◆ GOAL
Give back exactly the lines that run from the line containing "Trace the outline of every instance of the owl breast" through the end of the listing below. Leave out every other line.

◆ Stored entries
/---

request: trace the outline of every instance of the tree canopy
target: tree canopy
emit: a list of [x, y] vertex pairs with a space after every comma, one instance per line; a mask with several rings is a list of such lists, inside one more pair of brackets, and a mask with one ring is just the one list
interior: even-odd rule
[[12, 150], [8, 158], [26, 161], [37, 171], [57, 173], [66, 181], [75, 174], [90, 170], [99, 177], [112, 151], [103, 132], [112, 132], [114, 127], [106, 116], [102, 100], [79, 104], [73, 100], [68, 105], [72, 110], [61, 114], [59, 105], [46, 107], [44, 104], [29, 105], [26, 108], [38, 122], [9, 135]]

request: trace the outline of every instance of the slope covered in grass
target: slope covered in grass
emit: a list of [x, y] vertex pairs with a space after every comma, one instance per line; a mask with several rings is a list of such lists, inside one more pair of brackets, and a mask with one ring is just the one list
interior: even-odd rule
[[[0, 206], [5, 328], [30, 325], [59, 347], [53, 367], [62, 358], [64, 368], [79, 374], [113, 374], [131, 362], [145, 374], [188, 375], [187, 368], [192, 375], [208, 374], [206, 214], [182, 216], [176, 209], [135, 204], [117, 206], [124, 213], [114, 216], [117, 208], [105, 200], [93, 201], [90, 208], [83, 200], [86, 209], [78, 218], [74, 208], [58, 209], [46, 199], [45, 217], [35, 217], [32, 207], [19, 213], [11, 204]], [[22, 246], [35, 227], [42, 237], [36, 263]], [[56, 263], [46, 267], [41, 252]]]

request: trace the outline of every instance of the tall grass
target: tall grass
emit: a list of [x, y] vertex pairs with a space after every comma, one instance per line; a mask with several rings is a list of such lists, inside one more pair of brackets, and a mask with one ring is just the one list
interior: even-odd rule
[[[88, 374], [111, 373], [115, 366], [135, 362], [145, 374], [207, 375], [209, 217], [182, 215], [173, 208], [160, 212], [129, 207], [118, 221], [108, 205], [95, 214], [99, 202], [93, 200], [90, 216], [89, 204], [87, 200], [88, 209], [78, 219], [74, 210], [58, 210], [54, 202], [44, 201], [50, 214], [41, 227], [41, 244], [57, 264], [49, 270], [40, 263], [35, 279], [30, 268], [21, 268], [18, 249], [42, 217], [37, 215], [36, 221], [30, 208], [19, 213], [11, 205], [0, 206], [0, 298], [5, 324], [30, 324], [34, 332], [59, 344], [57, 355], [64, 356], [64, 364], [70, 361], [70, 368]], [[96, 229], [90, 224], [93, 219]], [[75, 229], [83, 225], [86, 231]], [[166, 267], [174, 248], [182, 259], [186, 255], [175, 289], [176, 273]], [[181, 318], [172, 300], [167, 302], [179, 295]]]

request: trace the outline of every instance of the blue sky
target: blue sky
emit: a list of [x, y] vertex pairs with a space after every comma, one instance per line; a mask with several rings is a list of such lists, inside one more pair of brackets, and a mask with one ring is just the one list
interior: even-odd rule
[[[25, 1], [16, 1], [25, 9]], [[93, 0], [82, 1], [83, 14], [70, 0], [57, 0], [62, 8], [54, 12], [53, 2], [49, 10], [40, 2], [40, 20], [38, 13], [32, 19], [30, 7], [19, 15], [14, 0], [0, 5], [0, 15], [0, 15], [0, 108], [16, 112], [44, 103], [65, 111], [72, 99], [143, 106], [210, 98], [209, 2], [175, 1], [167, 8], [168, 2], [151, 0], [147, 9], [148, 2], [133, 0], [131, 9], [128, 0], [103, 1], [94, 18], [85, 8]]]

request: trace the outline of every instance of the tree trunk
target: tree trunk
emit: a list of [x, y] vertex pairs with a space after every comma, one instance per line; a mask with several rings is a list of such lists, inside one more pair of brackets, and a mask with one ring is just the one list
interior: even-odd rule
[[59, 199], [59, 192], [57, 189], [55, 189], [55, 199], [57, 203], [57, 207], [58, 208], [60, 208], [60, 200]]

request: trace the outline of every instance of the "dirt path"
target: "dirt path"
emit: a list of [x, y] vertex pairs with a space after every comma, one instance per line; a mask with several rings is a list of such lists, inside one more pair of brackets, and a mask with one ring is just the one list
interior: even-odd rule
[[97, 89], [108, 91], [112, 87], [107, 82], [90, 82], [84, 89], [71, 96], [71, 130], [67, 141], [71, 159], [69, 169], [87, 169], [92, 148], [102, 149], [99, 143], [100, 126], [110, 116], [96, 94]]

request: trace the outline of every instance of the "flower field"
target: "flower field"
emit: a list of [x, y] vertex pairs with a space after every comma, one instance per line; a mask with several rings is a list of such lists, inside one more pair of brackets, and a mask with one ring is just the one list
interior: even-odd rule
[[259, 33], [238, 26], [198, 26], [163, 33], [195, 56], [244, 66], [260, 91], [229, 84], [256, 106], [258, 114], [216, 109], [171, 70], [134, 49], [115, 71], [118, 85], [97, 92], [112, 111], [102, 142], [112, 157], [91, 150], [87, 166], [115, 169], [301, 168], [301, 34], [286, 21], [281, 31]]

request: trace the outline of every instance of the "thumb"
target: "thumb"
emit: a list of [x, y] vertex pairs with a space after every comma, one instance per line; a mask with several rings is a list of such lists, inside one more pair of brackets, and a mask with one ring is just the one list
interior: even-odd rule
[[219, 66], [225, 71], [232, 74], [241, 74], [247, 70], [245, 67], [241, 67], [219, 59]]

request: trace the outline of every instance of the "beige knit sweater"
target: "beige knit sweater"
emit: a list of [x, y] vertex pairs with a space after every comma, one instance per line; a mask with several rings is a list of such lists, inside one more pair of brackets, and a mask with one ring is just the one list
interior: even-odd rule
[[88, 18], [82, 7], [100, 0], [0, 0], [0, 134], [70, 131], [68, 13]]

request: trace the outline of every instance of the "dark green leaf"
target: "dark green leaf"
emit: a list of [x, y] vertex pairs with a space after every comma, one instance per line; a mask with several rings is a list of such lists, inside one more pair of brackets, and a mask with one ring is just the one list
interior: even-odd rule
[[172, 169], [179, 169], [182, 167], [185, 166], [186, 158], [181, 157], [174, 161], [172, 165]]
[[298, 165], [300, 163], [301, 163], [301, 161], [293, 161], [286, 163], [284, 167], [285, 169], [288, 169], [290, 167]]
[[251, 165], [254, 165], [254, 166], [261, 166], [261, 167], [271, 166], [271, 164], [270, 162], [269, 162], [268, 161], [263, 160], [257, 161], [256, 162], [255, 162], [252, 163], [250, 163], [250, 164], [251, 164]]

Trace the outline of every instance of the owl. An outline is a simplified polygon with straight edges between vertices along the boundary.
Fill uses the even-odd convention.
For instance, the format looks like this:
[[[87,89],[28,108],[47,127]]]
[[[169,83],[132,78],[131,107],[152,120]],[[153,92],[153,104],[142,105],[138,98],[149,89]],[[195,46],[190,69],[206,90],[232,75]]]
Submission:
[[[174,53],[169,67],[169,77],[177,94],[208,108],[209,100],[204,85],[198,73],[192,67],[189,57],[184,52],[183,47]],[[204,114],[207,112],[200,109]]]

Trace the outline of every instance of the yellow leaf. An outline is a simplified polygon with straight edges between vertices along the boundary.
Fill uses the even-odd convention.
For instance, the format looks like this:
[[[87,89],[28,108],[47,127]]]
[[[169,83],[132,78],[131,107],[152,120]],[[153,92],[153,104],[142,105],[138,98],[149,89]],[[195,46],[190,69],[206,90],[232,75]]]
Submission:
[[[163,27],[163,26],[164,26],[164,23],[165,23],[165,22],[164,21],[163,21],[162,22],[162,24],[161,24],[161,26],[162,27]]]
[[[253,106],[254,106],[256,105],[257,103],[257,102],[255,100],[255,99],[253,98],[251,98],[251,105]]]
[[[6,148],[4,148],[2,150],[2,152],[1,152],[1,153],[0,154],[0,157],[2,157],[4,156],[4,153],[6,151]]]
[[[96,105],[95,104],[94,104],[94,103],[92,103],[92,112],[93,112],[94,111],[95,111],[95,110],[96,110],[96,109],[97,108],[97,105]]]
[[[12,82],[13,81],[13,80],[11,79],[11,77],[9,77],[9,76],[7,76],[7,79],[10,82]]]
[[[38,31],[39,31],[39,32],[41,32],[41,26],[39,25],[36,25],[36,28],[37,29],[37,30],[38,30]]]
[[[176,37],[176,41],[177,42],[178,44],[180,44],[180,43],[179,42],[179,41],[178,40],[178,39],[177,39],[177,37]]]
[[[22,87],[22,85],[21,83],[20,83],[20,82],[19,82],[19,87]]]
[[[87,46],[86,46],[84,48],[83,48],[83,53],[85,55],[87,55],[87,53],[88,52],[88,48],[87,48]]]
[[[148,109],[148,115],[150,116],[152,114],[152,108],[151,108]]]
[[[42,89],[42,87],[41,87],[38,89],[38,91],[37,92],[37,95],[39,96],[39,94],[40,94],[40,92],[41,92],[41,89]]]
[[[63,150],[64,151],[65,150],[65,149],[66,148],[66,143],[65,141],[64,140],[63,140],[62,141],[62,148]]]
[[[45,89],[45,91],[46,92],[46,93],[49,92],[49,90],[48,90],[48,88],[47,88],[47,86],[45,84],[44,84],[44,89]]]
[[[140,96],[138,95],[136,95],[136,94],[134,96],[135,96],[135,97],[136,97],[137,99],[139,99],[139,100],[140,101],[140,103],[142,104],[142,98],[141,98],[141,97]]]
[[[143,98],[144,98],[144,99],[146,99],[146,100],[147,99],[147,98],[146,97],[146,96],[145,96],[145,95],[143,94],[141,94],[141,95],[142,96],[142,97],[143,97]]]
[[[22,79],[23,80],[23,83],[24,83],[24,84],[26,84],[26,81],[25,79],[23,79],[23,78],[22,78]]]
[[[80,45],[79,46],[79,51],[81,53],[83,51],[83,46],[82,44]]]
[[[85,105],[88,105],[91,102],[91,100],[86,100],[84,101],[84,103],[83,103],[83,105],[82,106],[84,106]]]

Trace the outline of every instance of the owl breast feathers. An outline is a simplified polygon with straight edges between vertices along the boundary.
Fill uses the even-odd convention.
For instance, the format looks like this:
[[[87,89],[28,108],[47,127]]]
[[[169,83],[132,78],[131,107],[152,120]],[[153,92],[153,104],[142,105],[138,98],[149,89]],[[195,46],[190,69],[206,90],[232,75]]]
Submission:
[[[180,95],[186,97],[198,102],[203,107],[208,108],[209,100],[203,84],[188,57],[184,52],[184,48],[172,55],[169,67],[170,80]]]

\---

◆ RESULT OF THE TASK
Trace the outline of every instance of the owl breast feathers. An outline is a simplified polygon with straight edges between vertices along the boundary.
Fill uses the even-odd convention.
For instance, the format looks like this:
[[[87,89],[28,108],[47,127]]]
[[[169,83],[132,78],[131,107],[152,120]],[[153,92],[153,104],[142,105],[138,98],[149,89]],[[195,46],[190,69],[206,90],[232,75]]]
Submission:
[[[180,95],[186,97],[198,102],[203,107],[208,108],[209,100],[203,84],[188,57],[184,52],[184,48],[172,55],[169,67],[170,80]]]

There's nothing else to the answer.